>> START

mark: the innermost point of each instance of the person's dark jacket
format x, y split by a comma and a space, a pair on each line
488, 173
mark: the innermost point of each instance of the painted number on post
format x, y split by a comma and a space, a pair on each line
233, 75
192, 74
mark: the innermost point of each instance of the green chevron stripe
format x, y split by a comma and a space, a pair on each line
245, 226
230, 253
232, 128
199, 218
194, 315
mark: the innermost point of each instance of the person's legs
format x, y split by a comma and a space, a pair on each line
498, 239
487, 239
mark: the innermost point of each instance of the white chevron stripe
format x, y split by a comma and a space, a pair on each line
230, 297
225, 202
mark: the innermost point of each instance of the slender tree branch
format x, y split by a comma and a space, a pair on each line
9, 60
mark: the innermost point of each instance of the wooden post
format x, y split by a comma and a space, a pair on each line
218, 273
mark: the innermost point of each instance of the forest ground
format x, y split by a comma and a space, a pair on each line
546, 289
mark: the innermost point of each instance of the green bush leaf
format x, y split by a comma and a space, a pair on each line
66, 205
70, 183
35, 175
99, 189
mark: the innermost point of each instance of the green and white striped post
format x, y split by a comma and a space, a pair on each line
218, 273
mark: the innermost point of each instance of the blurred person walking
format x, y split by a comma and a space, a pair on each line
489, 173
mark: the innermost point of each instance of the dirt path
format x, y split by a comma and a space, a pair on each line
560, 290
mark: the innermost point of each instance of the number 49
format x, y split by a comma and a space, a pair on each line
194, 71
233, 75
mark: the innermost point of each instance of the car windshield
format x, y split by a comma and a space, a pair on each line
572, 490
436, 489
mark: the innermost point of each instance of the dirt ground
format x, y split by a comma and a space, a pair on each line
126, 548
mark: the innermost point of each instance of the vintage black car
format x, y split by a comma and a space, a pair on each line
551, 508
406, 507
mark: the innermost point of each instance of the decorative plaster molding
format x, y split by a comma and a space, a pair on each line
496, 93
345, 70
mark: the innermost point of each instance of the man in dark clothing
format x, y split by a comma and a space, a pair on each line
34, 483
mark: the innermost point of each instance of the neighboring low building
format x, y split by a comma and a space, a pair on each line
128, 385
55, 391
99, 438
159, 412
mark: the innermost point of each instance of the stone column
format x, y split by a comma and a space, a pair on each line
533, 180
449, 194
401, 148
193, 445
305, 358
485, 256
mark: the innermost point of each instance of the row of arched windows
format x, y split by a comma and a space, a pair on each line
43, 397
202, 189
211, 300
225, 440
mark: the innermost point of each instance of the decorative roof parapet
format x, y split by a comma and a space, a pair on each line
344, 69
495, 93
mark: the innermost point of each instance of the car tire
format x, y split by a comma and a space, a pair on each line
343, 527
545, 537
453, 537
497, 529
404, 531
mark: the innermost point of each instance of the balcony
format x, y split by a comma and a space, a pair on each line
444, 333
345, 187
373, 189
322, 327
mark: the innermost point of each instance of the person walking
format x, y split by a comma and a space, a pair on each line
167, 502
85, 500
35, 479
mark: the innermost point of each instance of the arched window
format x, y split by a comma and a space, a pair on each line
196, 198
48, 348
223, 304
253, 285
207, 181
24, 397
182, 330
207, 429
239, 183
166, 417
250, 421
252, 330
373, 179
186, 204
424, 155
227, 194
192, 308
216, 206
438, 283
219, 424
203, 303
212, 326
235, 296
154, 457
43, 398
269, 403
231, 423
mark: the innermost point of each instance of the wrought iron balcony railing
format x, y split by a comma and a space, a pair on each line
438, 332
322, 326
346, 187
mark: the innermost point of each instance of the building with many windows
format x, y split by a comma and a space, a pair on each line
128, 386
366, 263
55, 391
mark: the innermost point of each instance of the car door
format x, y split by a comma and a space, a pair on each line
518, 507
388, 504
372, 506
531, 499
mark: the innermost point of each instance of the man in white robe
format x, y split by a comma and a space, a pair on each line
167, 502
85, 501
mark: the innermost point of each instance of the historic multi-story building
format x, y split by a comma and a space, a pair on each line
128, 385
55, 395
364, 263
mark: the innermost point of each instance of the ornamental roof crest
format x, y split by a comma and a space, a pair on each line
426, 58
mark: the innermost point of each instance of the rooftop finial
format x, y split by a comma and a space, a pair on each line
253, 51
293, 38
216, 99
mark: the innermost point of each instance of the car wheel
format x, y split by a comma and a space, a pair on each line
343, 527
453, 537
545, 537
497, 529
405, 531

>> END

## [WHAT NEEDS TO BE DONE]
Rewrite all the entries above as a numbered list, one line per item, skipping any blank lines.

## [EXERCISE ANSWER]
1. mark: the innermost point of each instance of the person's dark jacket
2. format x, y split by a comma and a space, a pair on each line
3. 488, 173
4. mark: the innermost point of each instance of the painted number on post
5. format x, y split by a comma and a space, a pair on each line
6. 233, 75
7. 192, 74
8. mark: the innermost point of each instance of the green chevron stripe
9. format x, y split by a comma and a space, a pair on each line
10. 245, 226
11. 230, 253
12. 232, 128
13. 199, 218
14. 194, 315
15. mark: the innermost point of each instance of the person's legs
16. format x, y split by a comma and a space, a pair on each line
17. 498, 239
18. 487, 239
19. mark: the innermost point of each instance of the white chevron stripe
20. format x, y split by a comma and a space, a pair on each line
21. 230, 297
22. 225, 202
23. mark: the innermost point of each instance of the slender tree branch
24. format x, y split by a comma and a space, a pair on each line
25. 9, 60
26. mark: the innermost point of each instance of the wooden post
27. format x, y split by a comma and a space, a pair on each line
28. 218, 273
29. mark: the innermost point of each instance of the forest ground
30. format x, y split by a comma and a space, a pair on each line
31. 546, 289
32. mark: the innermost point of each instance of the green bush leaf
33. format x, y split by a comma and a space, a pair on each line
34. 66, 205
35. 70, 183
36. 35, 175
37. 99, 189
38. mark: the innermost point of each instance of the green and white striped post
39. format x, y split by a comma and a space, a pair on each line
40. 218, 273
41. mark: the innermost point of each instance of the blurred person walking
42. format x, y split by a comma and a space, a pair on each line
43. 489, 173
44. mark: the innermost point of each instance of the dirt path
45. format x, y split by a comma and a space, a pair on each line
46. 560, 290
47. mark: the innermost point of each instance of the number 49
48. format x, y split by a comma and a space, a pair on each line
49. 194, 71
50. 233, 75
51. mark: the innermost point of each instance of the car windshield
52. format x, y split by a comma and a space, a pair on each line
53. 572, 490
54. 436, 489
55. mark: the innermost point of each instance of the dirt ground
56. format x, y split by a comma and a space, a pair on each line
57. 126, 548
58. mark: the innermost point of each instance of the vintage black car
59. format x, y split by a comma and a space, a pair on each line
60. 551, 508
61. 406, 507
62. mark: the innermost point of each instance of the decorative plaster molding
63. format x, y split by a comma and a space, a pair on each line
64. 496, 93
65. 345, 70
66. mark: the innermost point of each instance of the man in dark clothing
67. format x, y split by a comma and a space, a pair on each line
68. 34, 483
69. mark: the innermost point of each instance of the neighboring low building
70. format x, y split by a comma and a space, a pair on each line
71. 128, 385
72. 55, 391
73. 99, 438
74. 159, 412
75. mark: the innermost point of each instance of the stone column
76. format x, y split by a comma and a space, a pair on each line
77. 533, 180
78. 449, 194
79. 401, 148
80. 193, 445
81. 305, 358
82. 485, 256
83. mark: the innermost point of each instance of the row of arched windows
84. format x, y split by a comma and a space, a pair on each line
85. 43, 397
86. 202, 189
87. 211, 300
88. 225, 440
89. mark: the innermost point of each instance of the decorative roof parapet
90. format x, y split by a comma and a space, a pair on each line
91. 344, 69
92. 495, 93
93. mark: the innermost point of each instance of the car tire
94. format x, y split by a comma and a space, a pair on each line
95. 343, 527
96. 545, 537
97. 453, 537
98. 497, 529
99. 404, 531
100. mark: the innermost point of each instance of the balcony
101. format x, y split by a comma and a space, a pair on each line
102. 444, 333
103. 345, 187
104. 373, 189
105. 322, 327
106. mark: the innermost point of each instance of the person walking
107. format x, y split by a comma and a space, a pair on each line
108. 167, 502
109. 85, 500
110. 35, 479
111. mark: the innermost point of each instance of the arched window
112. format x, y split by a comma and a space, a pair on each line
113. 196, 198
114. 48, 348
115. 223, 304
116. 253, 285
117. 207, 181
118. 24, 397
119. 182, 330
120. 207, 429
121. 239, 183
122. 166, 417
123. 250, 421
124. 252, 330
125. 373, 179
126. 186, 204
127. 424, 155
128. 227, 194
129. 192, 308
130. 216, 206
131. 438, 283
132. 219, 424
133. 203, 303
134. 212, 326
135. 235, 296
136. 154, 457
137. 43, 398
138. 269, 403
139. 231, 423
140. mark: the innermost point of each instance of the wrought iron balcony railing
141. format x, y split by a comma and a space, a pair on each line
142. 438, 332
143. 322, 326
144. 346, 187
145. mark: the innermost point of each instance of the building with many windows
146. format x, y split by a comma and a space, a pair on each line
147. 128, 386
148. 366, 263
149. 55, 391
150. mark: the innermost point of each instance of the car door
151. format x, y split by a comma and a space, a pair on each line
152. 518, 507
153. 388, 504
154. 372, 506
155. 531, 499
156. mark: the innermost point of each instance of the man in white robe
157. format x, y split by a comma and a space, a pair on each line
158. 167, 502
159. 85, 501
160. mark: the innermost point of each instance of the historic multi-story building
161. format x, y split by a comma and a space, a pair on each line
162. 128, 385
163. 55, 395
164. 364, 263
165. mark: the innermost point of each instance of the ornamental roof crest
166. format x, y split by a comma and a space, a pair on each line
167. 426, 58
168. mark: the innermost point of each instance of the rooftop finial
169. format x, y split by a comma and a space, a pair on each line
170. 253, 51
171. 293, 38
172. 216, 99
173. mark: the innermost point of each instance of the car wheel
174. format x, y split by a comma and a space, a pair on each line
175. 343, 527
176. 453, 537
177. 545, 537
178. 497, 529
179. 405, 531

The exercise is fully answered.